>> begin

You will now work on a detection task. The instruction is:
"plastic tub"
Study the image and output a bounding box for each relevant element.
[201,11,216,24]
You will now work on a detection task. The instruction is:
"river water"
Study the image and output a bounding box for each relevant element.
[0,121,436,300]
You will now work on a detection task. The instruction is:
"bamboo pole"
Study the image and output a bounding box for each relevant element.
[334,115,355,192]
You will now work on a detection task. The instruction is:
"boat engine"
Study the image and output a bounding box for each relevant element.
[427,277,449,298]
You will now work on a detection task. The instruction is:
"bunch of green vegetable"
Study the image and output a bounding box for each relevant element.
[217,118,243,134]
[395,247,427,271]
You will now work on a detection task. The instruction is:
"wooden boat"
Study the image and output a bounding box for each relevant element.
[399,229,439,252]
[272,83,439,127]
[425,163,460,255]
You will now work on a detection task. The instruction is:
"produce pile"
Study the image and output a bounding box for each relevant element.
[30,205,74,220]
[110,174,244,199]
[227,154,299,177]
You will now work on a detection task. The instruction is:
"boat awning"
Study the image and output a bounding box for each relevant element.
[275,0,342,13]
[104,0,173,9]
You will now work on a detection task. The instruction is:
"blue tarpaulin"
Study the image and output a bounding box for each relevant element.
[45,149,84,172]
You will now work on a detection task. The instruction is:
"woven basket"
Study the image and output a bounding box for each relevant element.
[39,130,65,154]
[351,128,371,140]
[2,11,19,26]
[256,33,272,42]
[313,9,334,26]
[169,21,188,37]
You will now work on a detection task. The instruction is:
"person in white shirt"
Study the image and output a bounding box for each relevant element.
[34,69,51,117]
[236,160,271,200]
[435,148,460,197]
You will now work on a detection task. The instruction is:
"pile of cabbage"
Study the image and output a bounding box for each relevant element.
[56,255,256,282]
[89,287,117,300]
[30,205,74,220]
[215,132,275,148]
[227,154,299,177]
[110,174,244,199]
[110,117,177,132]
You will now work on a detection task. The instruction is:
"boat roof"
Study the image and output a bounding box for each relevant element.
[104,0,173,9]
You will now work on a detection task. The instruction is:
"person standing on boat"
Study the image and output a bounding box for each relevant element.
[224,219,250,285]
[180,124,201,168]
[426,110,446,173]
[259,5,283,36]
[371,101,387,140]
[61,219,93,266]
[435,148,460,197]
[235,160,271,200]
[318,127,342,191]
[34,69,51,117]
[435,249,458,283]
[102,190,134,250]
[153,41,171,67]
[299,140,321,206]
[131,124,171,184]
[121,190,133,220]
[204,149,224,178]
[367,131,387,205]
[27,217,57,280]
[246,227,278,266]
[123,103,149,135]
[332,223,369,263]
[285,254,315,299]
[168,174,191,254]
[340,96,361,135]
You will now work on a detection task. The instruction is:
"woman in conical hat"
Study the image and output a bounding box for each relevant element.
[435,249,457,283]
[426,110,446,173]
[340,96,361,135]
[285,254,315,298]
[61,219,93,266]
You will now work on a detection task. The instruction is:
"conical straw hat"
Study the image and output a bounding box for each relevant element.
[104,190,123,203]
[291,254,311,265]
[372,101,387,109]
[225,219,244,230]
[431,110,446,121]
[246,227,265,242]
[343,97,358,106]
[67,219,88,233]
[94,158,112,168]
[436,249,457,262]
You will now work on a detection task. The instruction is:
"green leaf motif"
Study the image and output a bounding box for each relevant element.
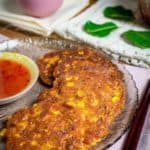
[83,21,118,37]
[103,6,135,21]
[122,30,150,49]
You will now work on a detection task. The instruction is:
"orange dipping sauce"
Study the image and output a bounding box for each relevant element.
[0,59,31,99]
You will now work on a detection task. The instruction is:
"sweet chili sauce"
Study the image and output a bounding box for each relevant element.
[0,59,31,99]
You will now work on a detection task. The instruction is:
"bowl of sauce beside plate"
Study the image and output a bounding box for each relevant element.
[0,52,39,105]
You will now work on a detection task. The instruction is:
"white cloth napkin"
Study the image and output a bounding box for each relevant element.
[0,0,89,36]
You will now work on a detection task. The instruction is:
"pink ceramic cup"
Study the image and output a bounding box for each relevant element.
[17,0,63,17]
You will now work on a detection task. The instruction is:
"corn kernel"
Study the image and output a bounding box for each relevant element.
[77,90,84,97]
[78,50,84,55]
[66,76,72,81]
[31,140,38,146]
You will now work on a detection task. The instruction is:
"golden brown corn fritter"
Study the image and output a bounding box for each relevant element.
[6,49,125,150]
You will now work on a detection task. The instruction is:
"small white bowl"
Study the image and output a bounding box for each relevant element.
[0,52,39,105]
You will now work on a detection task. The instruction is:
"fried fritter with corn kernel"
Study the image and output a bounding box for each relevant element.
[6,49,125,150]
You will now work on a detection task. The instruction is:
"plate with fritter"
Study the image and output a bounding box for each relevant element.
[0,38,138,150]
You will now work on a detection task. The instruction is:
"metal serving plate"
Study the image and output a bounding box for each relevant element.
[0,38,138,150]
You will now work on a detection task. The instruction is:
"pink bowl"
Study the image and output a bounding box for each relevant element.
[17,0,63,17]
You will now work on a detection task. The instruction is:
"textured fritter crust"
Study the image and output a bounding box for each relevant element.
[7,49,125,150]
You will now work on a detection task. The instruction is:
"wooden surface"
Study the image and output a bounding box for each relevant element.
[0,0,96,38]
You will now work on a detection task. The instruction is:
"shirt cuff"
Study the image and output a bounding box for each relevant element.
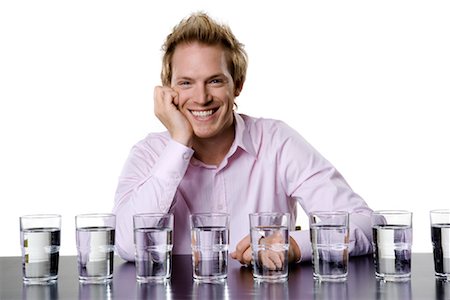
[153,140,194,182]
[290,230,312,262]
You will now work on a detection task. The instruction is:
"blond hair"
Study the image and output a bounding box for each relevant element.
[161,13,248,93]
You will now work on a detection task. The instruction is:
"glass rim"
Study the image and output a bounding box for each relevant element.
[248,211,291,217]
[372,209,412,215]
[191,212,230,217]
[133,213,173,219]
[75,213,116,219]
[430,208,450,214]
[19,214,61,219]
[308,210,350,216]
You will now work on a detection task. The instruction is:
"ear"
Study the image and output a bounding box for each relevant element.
[234,82,244,97]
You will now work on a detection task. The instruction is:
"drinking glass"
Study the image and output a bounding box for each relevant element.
[430,209,450,281]
[133,213,173,282]
[75,214,116,283]
[191,213,230,283]
[20,214,61,284]
[249,212,290,282]
[309,211,349,281]
[372,210,412,281]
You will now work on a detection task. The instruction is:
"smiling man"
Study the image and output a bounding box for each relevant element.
[114,13,372,264]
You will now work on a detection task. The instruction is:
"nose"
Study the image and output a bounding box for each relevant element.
[192,84,212,105]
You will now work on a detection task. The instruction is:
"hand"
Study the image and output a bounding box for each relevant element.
[230,235,301,267]
[154,86,194,147]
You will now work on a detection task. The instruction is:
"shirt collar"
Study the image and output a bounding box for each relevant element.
[232,112,256,158]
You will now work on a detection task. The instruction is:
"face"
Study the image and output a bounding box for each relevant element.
[171,43,237,139]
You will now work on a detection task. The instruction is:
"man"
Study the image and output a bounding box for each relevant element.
[114,13,372,264]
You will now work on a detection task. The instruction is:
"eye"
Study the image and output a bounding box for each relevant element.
[209,78,223,85]
[178,80,191,88]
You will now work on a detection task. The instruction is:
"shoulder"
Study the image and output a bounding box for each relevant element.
[240,114,301,139]
[133,131,170,154]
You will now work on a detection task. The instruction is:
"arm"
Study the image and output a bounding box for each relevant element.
[278,123,372,260]
[113,86,194,261]
[113,137,193,261]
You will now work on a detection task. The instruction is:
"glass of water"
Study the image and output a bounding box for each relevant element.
[249,212,290,282]
[20,215,61,284]
[309,211,349,282]
[372,210,412,281]
[75,214,116,283]
[133,213,173,282]
[191,213,230,283]
[430,209,450,281]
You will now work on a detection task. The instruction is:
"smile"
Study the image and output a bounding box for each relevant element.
[190,109,217,118]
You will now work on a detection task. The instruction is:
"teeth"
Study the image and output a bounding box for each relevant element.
[191,109,213,118]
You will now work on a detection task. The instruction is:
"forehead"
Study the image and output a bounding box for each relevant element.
[172,42,229,77]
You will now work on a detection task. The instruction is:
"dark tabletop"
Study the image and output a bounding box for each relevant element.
[0,253,450,300]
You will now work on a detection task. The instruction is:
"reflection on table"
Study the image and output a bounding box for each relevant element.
[0,254,450,300]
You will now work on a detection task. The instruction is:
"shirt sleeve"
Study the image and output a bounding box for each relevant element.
[113,139,194,261]
[278,123,372,261]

>> end

Pick out and copy every line of the items above that contains the string "kernel". Case counts when matching.

"corn kernel"
"fried fritter with corn kernel"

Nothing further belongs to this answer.